**Required actions:**
A – In the disaster recovery passage, what did Navan Helping Hands supply?
B – Carry the disaster recovery passage forward from its last sentence.

Page extract start

Team Rubicon, an international disaster response organization, provided chainsaw gangs. An ad hoc organization, Navan Helping Hands, supplied food and communications.

After the first rush, farmers were left to wade through the insurance process, clean up and rebuild during the middle of spring work. Insurance adjusters showed up over the next few weeks, but the process proved confusing for many people, regardless of insurer.

Dave Spence, who lost roofs, most of a barn, machinery, a solar panel, sheds, and much of his maple forest said he had trouble making contact and getting insurers to return his calls.

“Another guy took pictures — didn’t want mine. A restoration company came out and said they don’t fix barns. So why were they there?”

Spence was also shocked by differences in quotes of up to $100,000, and the cleanup was endless. Nails, boards and pieces of steel roofs had littered his pasture. He had an option to take a payout and arrange repairs himself, so even though Spence still did not know how much his payout would be, he eventually hired someone local, who was already booked up for months but who told Spence what to get ready.

Page extract end
Data lines start

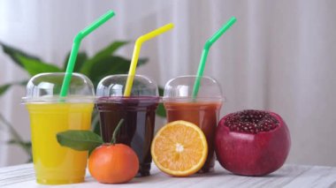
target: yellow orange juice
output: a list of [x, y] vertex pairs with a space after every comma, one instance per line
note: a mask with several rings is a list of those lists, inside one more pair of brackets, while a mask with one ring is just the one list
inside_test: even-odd
[[33, 161], [40, 184], [84, 181], [88, 152], [61, 147], [57, 133], [89, 130], [93, 103], [27, 103], [32, 131]]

Data lines end

**Answers by task:**
A – Food and communications.

B –
“Every damn day we’re fixing something,” said Spence.

Wendell Watson said his machine shed blew away and he’s using tarps over equipment. His neighbours were in the same situation, unable to finish their cropping and worried about exposed hay turning hot.

Wyatt McWilliams, who is blind, was working in his barn when the storm hit. Immediately after his son called to check on him, McWilliams knew the roof was gone.

“I could feel the rain.”

A key feature of insurance is mitigating losses. For farmers who couldn’t get a crop in, whose hay is rained on because the hay shed is gone, whose cattle did not survive being moved, whose equipment was exposed to a wet summer, fall, then winter, losses have mounted and continue climbing.

One of the worst hit was Brabantdale Farms with damage amounting to several million dollars. Co-owner Chris Nooyen reported getting an estimate from a company that their insurer chose because it was cheapest.

“It was half the price of experienced barn builders,” he said. “We knew that wasn’t in line with reality.”

Worse, they didn’t receive that information until two days before Christmas.

“We have to pay premiums on time. That file sat on a desk for seven months.”

Then on Feb. 6, more than eight months later, the construction company filed for bankruptcy.

“We’re back to square one,” said Nooyen. “I don’t know how many people have lost the deposits paid already.”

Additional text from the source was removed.